What to work on.
Please copy every record exactly as it is written.

[Collected data]

----

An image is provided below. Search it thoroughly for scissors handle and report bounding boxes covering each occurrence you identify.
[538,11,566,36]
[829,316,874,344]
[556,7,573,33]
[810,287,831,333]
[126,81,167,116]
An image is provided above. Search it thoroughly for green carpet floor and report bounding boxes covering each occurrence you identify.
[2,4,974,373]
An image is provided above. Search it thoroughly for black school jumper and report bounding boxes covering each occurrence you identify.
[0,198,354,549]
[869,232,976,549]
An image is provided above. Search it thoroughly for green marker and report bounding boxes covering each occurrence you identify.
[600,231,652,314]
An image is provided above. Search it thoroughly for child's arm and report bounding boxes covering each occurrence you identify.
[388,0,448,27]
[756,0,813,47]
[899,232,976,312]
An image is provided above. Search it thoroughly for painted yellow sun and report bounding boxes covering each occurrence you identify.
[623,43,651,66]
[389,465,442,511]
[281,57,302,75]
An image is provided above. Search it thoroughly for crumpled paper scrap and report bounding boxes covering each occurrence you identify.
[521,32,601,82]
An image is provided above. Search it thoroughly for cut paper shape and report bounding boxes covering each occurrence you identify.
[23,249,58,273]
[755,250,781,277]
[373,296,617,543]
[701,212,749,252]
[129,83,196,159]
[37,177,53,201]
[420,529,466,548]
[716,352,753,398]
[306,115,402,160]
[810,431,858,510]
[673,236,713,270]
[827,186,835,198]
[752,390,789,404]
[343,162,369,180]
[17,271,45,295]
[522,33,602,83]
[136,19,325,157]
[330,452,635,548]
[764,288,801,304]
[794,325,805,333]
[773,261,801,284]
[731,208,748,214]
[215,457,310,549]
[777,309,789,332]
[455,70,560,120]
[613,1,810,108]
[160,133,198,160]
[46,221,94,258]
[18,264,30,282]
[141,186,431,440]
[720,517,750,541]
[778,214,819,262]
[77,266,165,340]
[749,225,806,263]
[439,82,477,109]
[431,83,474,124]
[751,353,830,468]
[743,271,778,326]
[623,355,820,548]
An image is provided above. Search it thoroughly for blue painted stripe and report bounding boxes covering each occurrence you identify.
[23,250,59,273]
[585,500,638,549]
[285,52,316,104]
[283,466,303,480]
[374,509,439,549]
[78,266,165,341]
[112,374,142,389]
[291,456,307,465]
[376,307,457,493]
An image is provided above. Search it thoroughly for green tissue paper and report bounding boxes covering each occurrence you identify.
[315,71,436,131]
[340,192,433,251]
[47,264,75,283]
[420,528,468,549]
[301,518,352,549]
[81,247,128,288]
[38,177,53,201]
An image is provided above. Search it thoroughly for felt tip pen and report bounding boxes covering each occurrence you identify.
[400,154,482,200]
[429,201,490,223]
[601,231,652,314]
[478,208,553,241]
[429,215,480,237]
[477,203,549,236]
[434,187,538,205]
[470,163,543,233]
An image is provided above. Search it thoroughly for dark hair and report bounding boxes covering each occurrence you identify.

----

Answer for this exercise.
An image is provided below. Search it thoroughly for scissors handle and report bounding boxes covering each occurrence you identify.
[538,11,566,36]
[829,316,874,344]
[556,7,573,33]
[810,287,831,333]
[126,81,167,116]
An image is provided above. Search it thoroughly for green carpet floor and report bounding boxes covering each occurrence you identify.
[2,4,974,373]
An image is provided above. Search it thoroughly for black school jumper and report bounding boxes covering each occurrence you identify.
[0,198,354,549]
[869,232,976,549]
An image is provided above. Search it thoroughly for green marker and report bounding boxes covering each occurrence you identify.
[600,231,652,314]
An image is provided above. Search it thoroughly for child's arm and report bounding boxes covering each occurrence you identify.
[388,0,448,27]
[756,0,813,47]
[899,232,976,312]
An image is provided above. Search it thoroughly for painted yellow sun and report bounding boxes covering each occurrence you identify.
[623,43,651,66]
[389,465,442,511]
[281,57,302,75]
An image is provided above. Search it thoroughly for crumpled paper scrap and report bounding boxes covering each occurrence you identify.
[521,32,601,82]
An image is provided above. Search it thoroughly for cut paper shape and report bounding boxes covering each occurrence you identify.
[23,249,58,273]
[755,250,781,277]
[373,296,617,543]
[701,212,749,252]
[129,83,196,159]
[37,177,53,201]
[420,529,466,548]
[716,352,753,398]
[306,115,402,160]
[810,431,858,510]
[673,236,713,270]
[827,186,835,198]
[752,390,789,404]
[343,162,369,180]
[17,271,45,295]
[522,33,602,83]
[136,19,325,157]
[330,452,635,548]
[764,288,801,304]
[794,325,805,333]
[773,261,801,284]
[731,208,748,214]
[215,457,310,549]
[777,309,789,332]
[455,70,560,120]
[613,1,810,108]
[160,133,198,160]
[46,221,94,258]
[18,264,30,282]
[141,186,431,440]
[720,517,750,541]
[778,214,819,262]
[77,266,165,340]
[749,225,806,263]
[439,82,477,109]
[431,83,474,124]
[751,353,830,468]
[743,271,778,326]
[623,355,820,548]
An image is provided above. Search it thoroughly for blue painted stripe and report bounding boxes covering each occurrence you identify.
[23,250,59,273]
[585,500,638,549]
[285,52,316,104]
[283,466,303,480]
[374,509,439,549]
[78,266,165,341]
[112,374,142,389]
[291,456,307,465]
[376,307,457,493]
An image is provided above. Search it thoroughly for green tissue paper and report bounding boxes covering each occurrence you identify.
[315,71,436,131]
[340,192,433,251]
[47,264,75,283]
[420,528,468,549]
[301,518,352,549]
[81,247,128,288]
[38,177,53,201]
An image is provided above. Search it thoroughly for felt tip pen and report bounding boxes covering each occurrence you identify.
[400,154,482,200]
[429,201,490,223]
[601,231,652,314]
[478,208,553,241]
[429,215,480,237]
[477,203,549,236]
[434,187,538,205]
[470,163,543,233]
An image is provided above. Search it thoroughly for dark hair and report bounding boxes covering each occurrence you identify.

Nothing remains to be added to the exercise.